— Begin —

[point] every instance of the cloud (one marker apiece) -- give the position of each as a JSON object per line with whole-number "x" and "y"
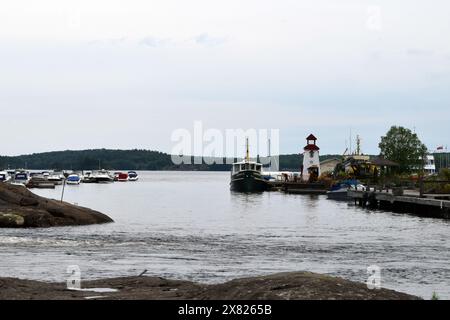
{"x": 110, "y": 41}
{"x": 206, "y": 40}
{"x": 419, "y": 52}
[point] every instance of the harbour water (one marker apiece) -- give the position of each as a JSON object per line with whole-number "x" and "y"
{"x": 188, "y": 225}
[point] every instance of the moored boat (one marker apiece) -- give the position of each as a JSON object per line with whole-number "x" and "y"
{"x": 88, "y": 177}
{"x": 56, "y": 178}
{"x": 122, "y": 177}
{"x": 4, "y": 176}
{"x": 339, "y": 191}
{"x": 21, "y": 177}
{"x": 103, "y": 176}
{"x": 132, "y": 176}
{"x": 73, "y": 179}
{"x": 246, "y": 176}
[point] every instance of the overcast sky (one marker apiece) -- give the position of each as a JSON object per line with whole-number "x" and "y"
{"x": 125, "y": 74}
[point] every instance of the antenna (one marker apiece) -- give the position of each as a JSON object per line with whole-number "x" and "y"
{"x": 351, "y": 138}
{"x": 358, "y": 145}
{"x": 247, "y": 155}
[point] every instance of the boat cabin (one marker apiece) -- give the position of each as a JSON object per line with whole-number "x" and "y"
{"x": 246, "y": 166}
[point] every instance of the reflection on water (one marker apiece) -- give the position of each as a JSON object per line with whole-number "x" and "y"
{"x": 188, "y": 225}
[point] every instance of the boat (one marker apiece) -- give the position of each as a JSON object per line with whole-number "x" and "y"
{"x": 21, "y": 177}
{"x": 132, "y": 176}
{"x": 73, "y": 179}
{"x": 246, "y": 176}
{"x": 102, "y": 176}
{"x": 339, "y": 191}
{"x": 122, "y": 177}
{"x": 4, "y": 176}
{"x": 57, "y": 179}
{"x": 88, "y": 177}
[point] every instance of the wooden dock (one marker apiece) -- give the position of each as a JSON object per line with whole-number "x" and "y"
{"x": 298, "y": 187}
{"x": 436, "y": 206}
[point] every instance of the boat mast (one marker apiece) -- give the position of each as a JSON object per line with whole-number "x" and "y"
{"x": 247, "y": 155}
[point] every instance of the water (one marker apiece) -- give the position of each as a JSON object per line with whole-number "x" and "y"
{"x": 188, "y": 225}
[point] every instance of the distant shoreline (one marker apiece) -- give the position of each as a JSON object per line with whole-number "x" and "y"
{"x": 282, "y": 286}
{"x": 139, "y": 160}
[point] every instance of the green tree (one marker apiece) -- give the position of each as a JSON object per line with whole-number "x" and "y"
{"x": 403, "y": 146}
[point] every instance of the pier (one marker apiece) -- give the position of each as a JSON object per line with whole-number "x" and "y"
{"x": 432, "y": 205}
{"x": 298, "y": 187}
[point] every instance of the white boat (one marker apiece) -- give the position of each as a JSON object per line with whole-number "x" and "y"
{"x": 102, "y": 176}
{"x": 56, "y": 178}
{"x": 21, "y": 177}
{"x": 4, "y": 176}
{"x": 73, "y": 179}
{"x": 132, "y": 176}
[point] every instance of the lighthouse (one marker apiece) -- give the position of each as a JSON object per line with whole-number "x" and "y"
{"x": 311, "y": 161}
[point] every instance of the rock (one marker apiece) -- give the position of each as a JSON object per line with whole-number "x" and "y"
{"x": 11, "y": 220}
{"x": 283, "y": 286}
{"x": 20, "y": 208}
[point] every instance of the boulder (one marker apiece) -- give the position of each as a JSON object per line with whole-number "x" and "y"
{"x": 20, "y": 208}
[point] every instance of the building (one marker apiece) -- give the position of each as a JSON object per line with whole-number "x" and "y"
{"x": 430, "y": 165}
{"x": 311, "y": 161}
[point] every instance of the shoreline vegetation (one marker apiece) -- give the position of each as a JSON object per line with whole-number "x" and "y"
{"x": 281, "y": 286}
{"x": 135, "y": 159}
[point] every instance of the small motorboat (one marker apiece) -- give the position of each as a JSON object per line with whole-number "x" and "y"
{"x": 88, "y": 177}
{"x": 73, "y": 179}
{"x": 103, "y": 176}
{"x": 132, "y": 176}
{"x": 339, "y": 191}
{"x": 21, "y": 177}
{"x": 4, "y": 176}
{"x": 56, "y": 178}
{"x": 122, "y": 177}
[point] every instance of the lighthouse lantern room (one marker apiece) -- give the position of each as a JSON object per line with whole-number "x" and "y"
{"x": 311, "y": 161}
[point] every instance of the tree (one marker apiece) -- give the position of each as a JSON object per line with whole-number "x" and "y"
{"x": 403, "y": 146}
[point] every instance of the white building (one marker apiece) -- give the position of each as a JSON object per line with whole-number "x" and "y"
{"x": 311, "y": 161}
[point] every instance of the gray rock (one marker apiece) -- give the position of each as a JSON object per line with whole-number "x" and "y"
{"x": 20, "y": 208}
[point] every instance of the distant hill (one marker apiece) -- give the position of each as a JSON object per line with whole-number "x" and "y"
{"x": 123, "y": 160}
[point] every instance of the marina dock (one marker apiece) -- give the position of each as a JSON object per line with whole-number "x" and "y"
{"x": 299, "y": 187}
{"x": 436, "y": 206}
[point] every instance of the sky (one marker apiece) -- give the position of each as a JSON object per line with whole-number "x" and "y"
{"x": 126, "y": 74}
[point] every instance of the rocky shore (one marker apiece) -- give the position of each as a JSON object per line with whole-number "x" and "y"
{"x": 283, "y": 286}
{"x": 20, "y": 208}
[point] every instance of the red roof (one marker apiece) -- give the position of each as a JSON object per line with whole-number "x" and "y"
{"x": 311, "y": 147}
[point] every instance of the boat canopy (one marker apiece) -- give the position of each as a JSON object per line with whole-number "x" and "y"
{"x": 247, "y": 166}
{"x": 73, "y": 177}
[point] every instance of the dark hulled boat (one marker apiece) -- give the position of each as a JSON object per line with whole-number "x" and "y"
{"x": 246, "y": 176}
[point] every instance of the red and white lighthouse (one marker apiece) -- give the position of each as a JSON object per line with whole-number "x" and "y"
{"x": 311, "y": 160}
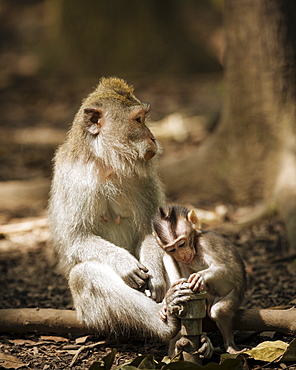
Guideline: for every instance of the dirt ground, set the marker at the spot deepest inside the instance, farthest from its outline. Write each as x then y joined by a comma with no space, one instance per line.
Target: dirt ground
34,121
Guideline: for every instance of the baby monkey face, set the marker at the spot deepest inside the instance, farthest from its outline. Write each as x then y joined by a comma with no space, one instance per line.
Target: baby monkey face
181,249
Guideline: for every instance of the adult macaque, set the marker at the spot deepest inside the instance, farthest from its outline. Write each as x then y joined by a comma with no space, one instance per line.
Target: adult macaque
209,262
104,193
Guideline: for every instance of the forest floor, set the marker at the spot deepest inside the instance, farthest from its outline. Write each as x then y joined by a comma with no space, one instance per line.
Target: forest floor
34,121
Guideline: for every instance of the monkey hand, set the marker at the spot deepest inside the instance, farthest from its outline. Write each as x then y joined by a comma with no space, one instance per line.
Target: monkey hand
156,286
206,349
196,282
178,293
132,272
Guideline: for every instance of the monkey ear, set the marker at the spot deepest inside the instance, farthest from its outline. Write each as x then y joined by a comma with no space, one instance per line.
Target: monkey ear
193,219
93,120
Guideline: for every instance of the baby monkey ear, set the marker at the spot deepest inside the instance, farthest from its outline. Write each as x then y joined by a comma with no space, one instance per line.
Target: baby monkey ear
193,219
93,120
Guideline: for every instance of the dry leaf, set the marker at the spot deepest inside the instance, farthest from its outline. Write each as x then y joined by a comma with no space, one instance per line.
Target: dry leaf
21,342
54,338
268,351
10,362
81,340
290,353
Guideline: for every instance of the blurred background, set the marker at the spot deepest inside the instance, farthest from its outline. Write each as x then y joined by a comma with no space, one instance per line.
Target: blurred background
52,54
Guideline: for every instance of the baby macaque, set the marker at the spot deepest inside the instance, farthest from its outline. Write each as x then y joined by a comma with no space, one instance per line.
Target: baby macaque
209,262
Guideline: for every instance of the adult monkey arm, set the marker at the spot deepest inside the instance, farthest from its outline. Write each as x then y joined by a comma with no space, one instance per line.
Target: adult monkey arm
104,193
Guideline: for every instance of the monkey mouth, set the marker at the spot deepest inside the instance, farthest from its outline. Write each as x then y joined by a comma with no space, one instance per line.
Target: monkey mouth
149,154
188,260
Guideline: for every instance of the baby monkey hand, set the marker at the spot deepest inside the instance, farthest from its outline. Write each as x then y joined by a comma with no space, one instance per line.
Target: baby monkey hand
196,282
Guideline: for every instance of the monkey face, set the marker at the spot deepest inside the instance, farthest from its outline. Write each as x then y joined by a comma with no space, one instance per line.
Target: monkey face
176,229
181,250
140,135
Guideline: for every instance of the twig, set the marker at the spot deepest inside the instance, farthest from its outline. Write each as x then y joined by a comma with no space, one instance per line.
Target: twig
82,348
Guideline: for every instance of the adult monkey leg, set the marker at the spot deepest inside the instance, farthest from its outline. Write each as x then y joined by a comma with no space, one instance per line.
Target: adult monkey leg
103,301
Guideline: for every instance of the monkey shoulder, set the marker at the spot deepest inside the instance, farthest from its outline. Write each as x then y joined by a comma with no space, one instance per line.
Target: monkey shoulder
219,251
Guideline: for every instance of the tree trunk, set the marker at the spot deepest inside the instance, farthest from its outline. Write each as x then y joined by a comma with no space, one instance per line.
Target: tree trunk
251,156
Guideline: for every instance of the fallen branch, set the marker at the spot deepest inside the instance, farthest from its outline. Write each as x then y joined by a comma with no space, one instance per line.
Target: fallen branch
24,320
89,346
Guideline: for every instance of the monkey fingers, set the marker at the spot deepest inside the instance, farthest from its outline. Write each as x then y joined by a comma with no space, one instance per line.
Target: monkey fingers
206,350
163,313
179,292
196,282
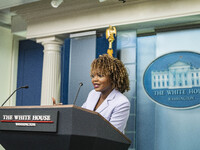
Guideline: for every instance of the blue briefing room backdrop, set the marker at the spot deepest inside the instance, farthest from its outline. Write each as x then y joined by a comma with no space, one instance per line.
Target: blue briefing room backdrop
156,127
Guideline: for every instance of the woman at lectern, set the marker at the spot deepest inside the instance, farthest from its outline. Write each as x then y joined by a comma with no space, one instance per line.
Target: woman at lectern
110,80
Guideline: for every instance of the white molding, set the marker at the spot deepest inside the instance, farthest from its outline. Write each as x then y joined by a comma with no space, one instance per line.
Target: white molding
81,34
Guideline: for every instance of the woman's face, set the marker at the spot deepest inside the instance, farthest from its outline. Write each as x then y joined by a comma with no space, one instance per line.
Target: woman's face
101,82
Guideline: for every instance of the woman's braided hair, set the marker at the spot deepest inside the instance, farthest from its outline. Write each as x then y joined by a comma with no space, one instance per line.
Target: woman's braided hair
115,69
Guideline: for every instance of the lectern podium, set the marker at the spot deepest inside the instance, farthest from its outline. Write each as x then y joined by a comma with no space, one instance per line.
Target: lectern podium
65,127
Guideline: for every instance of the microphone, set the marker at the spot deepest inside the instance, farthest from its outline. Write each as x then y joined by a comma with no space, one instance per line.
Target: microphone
80,84
22,87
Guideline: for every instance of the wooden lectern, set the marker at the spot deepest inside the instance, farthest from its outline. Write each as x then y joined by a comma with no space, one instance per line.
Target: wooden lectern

— End —

# Exercise directions
Your output consists solely of the lines from the one with "Guideline: for every instance of the lectern" through the last line, copied exactly.

# The solution
Guideline: for every instance of the lectern podium, set the marker at the spot deepest inside the instance, farthest from its outline. Write each as x then y joined by a comma with no space, one instance per line.
Target: lectern podium
65,127
Guideline: for every instance of the microphone, set the marker at the spot deepest inside the instance, farthest from its outline. Write each as x then y joined by a comma with no space, one instance per line.
Target: microphone
80,84
22,87
Guideline: for every instance of the wooden lectern, set the marker at the spot deepest inside the instance, farthest from its outline. Write each as x then y joined by a comma with no space, one instance per line.
Target: wooden lectern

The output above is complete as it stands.